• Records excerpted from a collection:
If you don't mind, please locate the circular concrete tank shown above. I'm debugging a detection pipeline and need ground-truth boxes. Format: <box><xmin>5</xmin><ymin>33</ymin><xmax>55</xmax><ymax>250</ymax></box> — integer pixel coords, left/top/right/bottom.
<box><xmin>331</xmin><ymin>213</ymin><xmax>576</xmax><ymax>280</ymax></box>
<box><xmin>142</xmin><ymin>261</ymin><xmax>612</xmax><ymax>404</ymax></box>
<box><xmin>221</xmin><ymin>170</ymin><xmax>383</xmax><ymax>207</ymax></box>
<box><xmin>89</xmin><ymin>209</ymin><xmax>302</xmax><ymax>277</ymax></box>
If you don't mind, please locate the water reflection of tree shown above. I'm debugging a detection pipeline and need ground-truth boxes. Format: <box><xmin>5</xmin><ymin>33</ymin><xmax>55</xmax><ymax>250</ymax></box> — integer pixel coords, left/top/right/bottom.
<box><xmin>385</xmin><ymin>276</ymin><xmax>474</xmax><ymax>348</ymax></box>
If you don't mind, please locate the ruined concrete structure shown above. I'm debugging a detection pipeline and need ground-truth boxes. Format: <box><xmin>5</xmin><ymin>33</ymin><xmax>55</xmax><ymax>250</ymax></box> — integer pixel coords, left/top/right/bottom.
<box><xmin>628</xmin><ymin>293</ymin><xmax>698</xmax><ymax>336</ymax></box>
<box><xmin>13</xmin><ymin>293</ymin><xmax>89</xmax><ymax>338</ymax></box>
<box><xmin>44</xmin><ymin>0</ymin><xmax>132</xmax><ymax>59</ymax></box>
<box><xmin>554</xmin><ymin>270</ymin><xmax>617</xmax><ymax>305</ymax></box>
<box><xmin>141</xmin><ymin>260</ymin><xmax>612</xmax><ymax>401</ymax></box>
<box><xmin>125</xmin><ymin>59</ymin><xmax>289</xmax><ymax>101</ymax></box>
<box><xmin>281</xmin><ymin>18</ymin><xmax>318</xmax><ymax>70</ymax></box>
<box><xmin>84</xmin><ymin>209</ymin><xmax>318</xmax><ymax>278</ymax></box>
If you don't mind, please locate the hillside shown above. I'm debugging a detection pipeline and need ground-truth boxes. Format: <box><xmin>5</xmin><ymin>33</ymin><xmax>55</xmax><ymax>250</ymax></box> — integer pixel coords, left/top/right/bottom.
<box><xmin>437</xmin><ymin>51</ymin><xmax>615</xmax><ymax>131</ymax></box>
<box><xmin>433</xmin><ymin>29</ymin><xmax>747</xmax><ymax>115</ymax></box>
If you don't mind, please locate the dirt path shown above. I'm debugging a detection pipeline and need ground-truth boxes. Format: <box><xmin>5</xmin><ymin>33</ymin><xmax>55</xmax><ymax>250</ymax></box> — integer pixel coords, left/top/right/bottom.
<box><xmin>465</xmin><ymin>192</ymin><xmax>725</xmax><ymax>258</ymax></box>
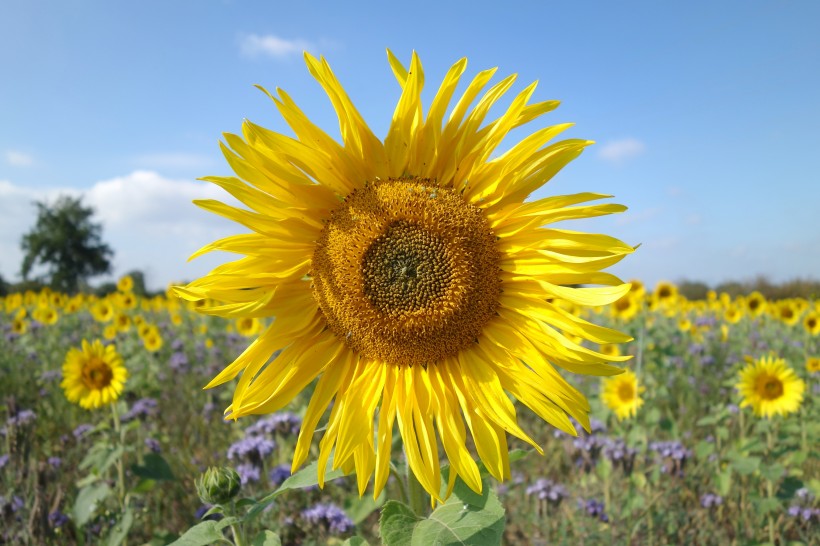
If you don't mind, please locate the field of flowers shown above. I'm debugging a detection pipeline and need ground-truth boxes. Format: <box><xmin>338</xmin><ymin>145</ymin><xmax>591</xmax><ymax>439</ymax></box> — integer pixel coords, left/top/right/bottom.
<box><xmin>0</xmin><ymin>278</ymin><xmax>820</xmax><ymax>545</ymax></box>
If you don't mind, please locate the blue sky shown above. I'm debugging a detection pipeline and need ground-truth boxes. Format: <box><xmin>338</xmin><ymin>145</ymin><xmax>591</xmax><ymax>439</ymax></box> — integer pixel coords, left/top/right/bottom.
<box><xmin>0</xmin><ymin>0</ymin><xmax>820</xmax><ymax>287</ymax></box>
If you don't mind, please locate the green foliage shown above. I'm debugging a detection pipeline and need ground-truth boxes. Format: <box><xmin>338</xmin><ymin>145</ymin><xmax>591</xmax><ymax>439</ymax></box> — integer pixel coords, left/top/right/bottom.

• Work to complete: Can you quote the items word for word, starting at the line that contains "If you don't mind, please locate the hillside" and continuing through the end of the items? Omit the pictures from your answer.

• Worked answer:
If you don't mind, please locate the hillside shown above. I'm debugging a detection pipeline and need ground-truth boxes. Format: <box><xmin>5</xmin><ymin>33</ymin><xmax>55</xmax><ymax>250</ymax></box> — integer pixel coords, left/top/right/bottom.
<box><xmin>437</xmin><ymin>51</ymin><xmax>615</xmax><ymax>131</ymax></box>
<box><xmin>433</xmin><ymin>29</ymin><xmax>747</xmax><ymax>115</ymax></box>
If you don't mind, please locate the dirt path shown above. I'm debugging a detection pipeline and need ground-truth boxes. Format: <box><xmin>5</xmin><ymin>33</ymin><xmax>55</xmax><ymax>250</ymax></box> — integer pixel coords, left/top/right/bottom.
<box><xmin>465</xmin><ymin>192</ymin><xmax>725</xmax><ymax>258</ymax></box>
If you don't mind, please locate the field of flowers shown above. I'm debugging a detection pipeline and need ground-truth boxes. Format: <box><xmin>338</xmin><ymin>145</ymin><xmax>591</xmax><ymax>439</ymax></box> — integer pixel coords, left/top/right/bottom.
<box><xmin>0</xmin><ymin>278</ymin><xmax>820</xmax><ymax>545</ymax></box>
If you don't mind, please locate the blue sky shown above. I'm debugging a detection pipeline and need ground-truth boxes. Format: <box><xmin>338</xmin><ymin>145</ymin><xmax>591</xmax><ymax>439</ymax></box> — integer pixel coords, left/top/right/bottom.
<box><xmin>0</xmin><ymin>0</ymin><xmax>820</xmax><ymax>287</ymax></box>
If you don't mind, please locate the green foliage shown above. I'm debugging a detection pipeline and need ground-truth boxes. Format: <box><xmin>338</xmin><ymin>145</ymin><xmax>591</xmax><ymax>439</ymax></box> — integer pixel coords, left/top/right/bottom.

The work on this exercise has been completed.